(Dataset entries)
=== Section Start ===

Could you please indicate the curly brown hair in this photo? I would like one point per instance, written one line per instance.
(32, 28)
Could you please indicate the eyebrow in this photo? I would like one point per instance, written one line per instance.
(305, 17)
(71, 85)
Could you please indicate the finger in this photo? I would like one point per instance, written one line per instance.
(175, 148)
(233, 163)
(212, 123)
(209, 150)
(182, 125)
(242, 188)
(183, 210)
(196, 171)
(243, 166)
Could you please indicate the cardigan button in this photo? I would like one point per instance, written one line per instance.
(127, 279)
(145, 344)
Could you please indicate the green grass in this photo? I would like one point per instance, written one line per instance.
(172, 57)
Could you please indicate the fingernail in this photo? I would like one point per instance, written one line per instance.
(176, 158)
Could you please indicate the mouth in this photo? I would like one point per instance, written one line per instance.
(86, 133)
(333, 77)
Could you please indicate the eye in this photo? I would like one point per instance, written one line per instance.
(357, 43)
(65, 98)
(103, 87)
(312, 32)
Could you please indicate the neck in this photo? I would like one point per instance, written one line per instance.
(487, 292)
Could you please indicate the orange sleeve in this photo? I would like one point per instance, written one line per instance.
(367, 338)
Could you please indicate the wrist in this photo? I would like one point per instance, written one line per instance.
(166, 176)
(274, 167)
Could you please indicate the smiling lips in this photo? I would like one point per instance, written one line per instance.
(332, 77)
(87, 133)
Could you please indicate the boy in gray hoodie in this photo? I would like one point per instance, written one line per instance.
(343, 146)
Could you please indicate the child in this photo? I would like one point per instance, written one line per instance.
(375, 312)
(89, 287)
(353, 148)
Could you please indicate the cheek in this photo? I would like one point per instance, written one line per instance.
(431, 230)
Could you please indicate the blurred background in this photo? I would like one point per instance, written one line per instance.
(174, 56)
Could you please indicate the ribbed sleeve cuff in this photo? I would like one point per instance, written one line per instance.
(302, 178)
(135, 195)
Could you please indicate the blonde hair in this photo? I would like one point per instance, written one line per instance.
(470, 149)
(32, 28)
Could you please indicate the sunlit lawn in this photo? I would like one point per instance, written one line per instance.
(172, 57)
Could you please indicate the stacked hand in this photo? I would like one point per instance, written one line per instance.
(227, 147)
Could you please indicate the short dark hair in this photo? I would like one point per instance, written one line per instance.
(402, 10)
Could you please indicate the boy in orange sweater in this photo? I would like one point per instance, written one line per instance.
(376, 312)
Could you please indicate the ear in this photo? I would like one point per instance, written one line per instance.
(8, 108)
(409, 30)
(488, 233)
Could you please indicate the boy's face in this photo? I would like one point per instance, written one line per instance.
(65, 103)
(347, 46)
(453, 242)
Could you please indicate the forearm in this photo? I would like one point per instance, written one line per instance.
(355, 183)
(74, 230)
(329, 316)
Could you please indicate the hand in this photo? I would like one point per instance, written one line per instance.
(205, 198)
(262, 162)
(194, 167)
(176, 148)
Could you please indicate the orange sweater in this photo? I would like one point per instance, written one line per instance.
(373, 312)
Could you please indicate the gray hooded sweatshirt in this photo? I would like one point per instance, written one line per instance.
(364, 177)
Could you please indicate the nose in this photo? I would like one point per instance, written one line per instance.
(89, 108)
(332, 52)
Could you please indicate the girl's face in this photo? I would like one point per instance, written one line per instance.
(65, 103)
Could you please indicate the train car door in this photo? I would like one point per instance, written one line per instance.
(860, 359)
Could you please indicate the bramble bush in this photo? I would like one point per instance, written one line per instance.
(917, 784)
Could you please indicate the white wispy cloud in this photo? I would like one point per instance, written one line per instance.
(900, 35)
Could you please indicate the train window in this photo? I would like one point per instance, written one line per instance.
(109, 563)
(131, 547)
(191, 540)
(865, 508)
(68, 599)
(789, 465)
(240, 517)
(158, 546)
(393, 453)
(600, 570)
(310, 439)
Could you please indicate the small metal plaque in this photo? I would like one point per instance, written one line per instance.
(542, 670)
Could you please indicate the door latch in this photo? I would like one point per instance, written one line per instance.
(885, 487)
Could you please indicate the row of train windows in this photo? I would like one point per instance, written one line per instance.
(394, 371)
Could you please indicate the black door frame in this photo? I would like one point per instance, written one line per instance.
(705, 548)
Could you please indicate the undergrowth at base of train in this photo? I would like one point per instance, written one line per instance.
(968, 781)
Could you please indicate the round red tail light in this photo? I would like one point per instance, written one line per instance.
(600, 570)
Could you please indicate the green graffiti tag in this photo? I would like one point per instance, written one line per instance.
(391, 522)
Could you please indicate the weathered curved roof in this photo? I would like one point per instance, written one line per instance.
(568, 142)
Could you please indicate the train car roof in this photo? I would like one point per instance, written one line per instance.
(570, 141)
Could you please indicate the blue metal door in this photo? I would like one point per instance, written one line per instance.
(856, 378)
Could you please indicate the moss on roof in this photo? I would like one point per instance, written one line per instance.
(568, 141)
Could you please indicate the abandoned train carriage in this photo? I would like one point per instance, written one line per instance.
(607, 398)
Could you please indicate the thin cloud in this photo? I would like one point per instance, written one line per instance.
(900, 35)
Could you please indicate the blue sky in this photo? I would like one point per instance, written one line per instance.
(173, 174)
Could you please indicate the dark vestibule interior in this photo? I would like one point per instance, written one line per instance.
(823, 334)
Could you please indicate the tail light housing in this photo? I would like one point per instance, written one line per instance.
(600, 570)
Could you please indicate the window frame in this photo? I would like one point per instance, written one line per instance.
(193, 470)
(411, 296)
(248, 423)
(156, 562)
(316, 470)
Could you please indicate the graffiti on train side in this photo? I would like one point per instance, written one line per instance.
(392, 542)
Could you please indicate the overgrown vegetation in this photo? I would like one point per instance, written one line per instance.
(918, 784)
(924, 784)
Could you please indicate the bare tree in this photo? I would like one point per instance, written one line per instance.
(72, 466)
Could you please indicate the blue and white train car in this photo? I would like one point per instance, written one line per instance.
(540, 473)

=== Section End ===

Pull out each record as written and restate it exactly.

Could you please indicate the curly brown hair in this photo? I would like one point per instance, written one line per instance.
(32, 28)
Could you please indicate the eyebrow in this photo? I would like one point per instance, written one line per instance.
(305, 17)
(71, 85)
Could you please indicate the finger in this photo? I would like one point per instance, written one line per instance.
(175, 148)
(233, 163)
(212, 123)
(209, 150)
(182, 125)
(242, 188)
(183, 210)
(196, 171)
(243, 166)
Could you please indicate the cardigan button in this photo? I would like one point per instance, written one line per instance.
(127, 279)
(145, 344)
Could you please indicate the green grass in this photo? I would like one point per instance, written one line per instance.
(172, 57)
Could you please indicate the fingernail in this photo? I would like one point per instance, written one line per instance.
(176, 158)
Could you please indicate the mouth in this photo? I would like one point per instance, written one line per instance.
(86, 133)
(333, 77)
Could you please indicate the eye in this photo? I would like one point per instance, written one line per instance.
(357, 43)
(65, 98)
(103, 87)
(312, 32)
Could you please indicate the neck in this photo? I would like one point per instance, written one line per instance.
(487, 292)
Could you please indicate the orange sleeve in this photo? I would like one point per instance, written one line per instance.
(367, 338)
Could you please indicate the wrist in this photo? I would like one point per instance, written one line per instance.
(166, 176)
(274, 167)
Could you please indicate the smiling lips in this photo? I would like one point per instance, written one line per instance.
(332, 77)
(87, 133)
Could you please indicate the boy in gray hoodie in this photo? I would like one point per instance, written one line per instance.
(343, 146)
Could you please indicate the child in this photo? I would like one point per instance, written one line per instance.
(375, 312)
(89, 287)
(353, 148)
Could you please indicate the cheek in this photo? I would like one point per instance, written one line per instance.
(431, 230)
Could you please indicate the blurred background in this photo? I would like one point per instance, written one line per instance.
(174, 56)
Could you please indicate the ribbed sleeve cuff in this photo? I would like one point per instance, written one line per instance.
(302, 178)
(135, 195)
Could you please indicate the blonde hair in this photo? I would like one point per instance, written one line per instance.
(470, 149)
(32, 28)
Could you please indicate the sunlit lawn in this photo? I would like one point per instance, written one line per instance.
(172, 57)
Could you please indicate the stacked hand in this photo? I would like one point per instance, written one line per instance.
(227, 147)
Could you please indicate the short dark hair in this photo? I would like one point per instance, written one line per instance.
(402, 10)
Could you please indicate the boy in orange sweater in this photo? I would like one point per instance, written one line per instance.
(376, 312)
Could you please indicate the ear in this photo? I would like one point per instance, written one line per instance.
(8, 108)
(409, 30)
(488, 233)
Could you please indicate the boy's face in this photo? I would like one point per instance, written one line per instance.
(65, 103)
(347, 46)
(453, 242)
Could you please indicate the forearm in this photo? I would like one point per instance, written one line per instance.
(355, 183)
(74, 230)
(329, 316)
Could you please indicate the hand in this photo? I would like one point per instance, written one line per instance.
(205, 198)
(262, 162)
(194, 167)
(176, 148)
Could you please indicate the orange sweater in this photo? I would like one point per instance, written one line per instance.
(373, 312)
Could you please indicate the gray hooded sweatshirt in this photo? I would like one point per instance, written one line per instance.
(364, 177)
Could you please indicate the nose in this photo? I would like one point per instance, written one line per instance.
(89, 108)
(332, 52)
Could you please indicate the girl's face in this photo? I would like one point per instance, written one line per instance.
(65, 103)
Could you please indicate the train car door in this photo? I would like one point per instance, written one line per instance.
(860, 359)
Could you please indicate the bramble bush in this photo? I would like one point per instance, written one line per instance.
(917, 784)
Could you please indicate the white wispy cloud in this photo? I would like one point per instance, written one line per instance.
(900, 35)
Could you please indicate the train window in this photo? I would like one point per instance, written one line per instance.
(109, 563)
(131, 547)
(191, 540)
(865, 508)
(68, 599)
(789, 465)
(240, 517)
(158, 546)
(393, 453)
(600, 570)
(310, 439)
Could you please indicate the small metal plaque in this photo? I would like one point per instance, written one line per instance.
(542, 670)
Could you please indicate the door latch in this photo? I would like one point per instance, written one line per instance.
(885, 487)
Could you please indicate the row of train windows in this photo? I would like one point per instance, written one line per instance.
(394, 371)
Could you please indicate the black door frame in this photo? I would like one point per instance, written one line per instance.
(705, 548)
Could you please indicate the undergrowth at base of train in this photo? I would like one point per instance, written one line per instance.
(968, 781)
Could you please indicate the round red tail light in this photo? I would like one point per instance, written one line per instance.
(600, 570)
Could you please indicate the green graffiti tag in this photo? I would like one point per instance, written one line per instance.
(391, 522)
Could you please indicate the weathered curved roof in this photo? I would like one point per instance, written one line per instance.
(568, 142)
Could you please indicate the train car roof in this photo? I would like one point per instance, written one line per instance.
(570, 141)
Could you please indicate the blue metal door in this photo? I would like one point per instance, written one line per instance.
(856, 378)
Could you please indicate the moss on roof in this photo? I would like one point per instance, written one line per instance.
(568, 141)
Could you please indicate the abandoned train carriage in this photo? I would like one point per instance, written one line per instance.
(607, 398)
Could you please indicate the thin cloud in this photo? I would like one point per instance, written one line per instance.
(900, 35)
Could you please indicate the blue sky in this photo? I would like one point per instance, written one line per instance.
(173, 174)
Could you please indicate the dark vestibule interior in this photo? I would like one point per instance, written one line per instance.
(823, 334)
Could you please indicate the tail light housing in this photo? I would like one point per instance, written one line per instance.
(600, 570)
Could you please indicate the window frame in this photo? I would like one point per instance, written one line per instance.
(193, 470)
(411, 296)
(248, 423)
(156, 562)
(316, 470)
Could you please indicate the graffiti on train side in this photo? I would like one point per instance, written one line per instance.
(392, 542)
Could you please indicate the overgrown vegetation in this photo? I would like one point per instance, written one line per instance.
(918, 784)
(924, 784)
Could you please indicate the bare tree in this photo? I would like one point per instance, written one line per instance.
(72, 466)
Could you please indicate the blue and white train car in this photo? I would like one point per instance, written one line per instance.
(540, 473)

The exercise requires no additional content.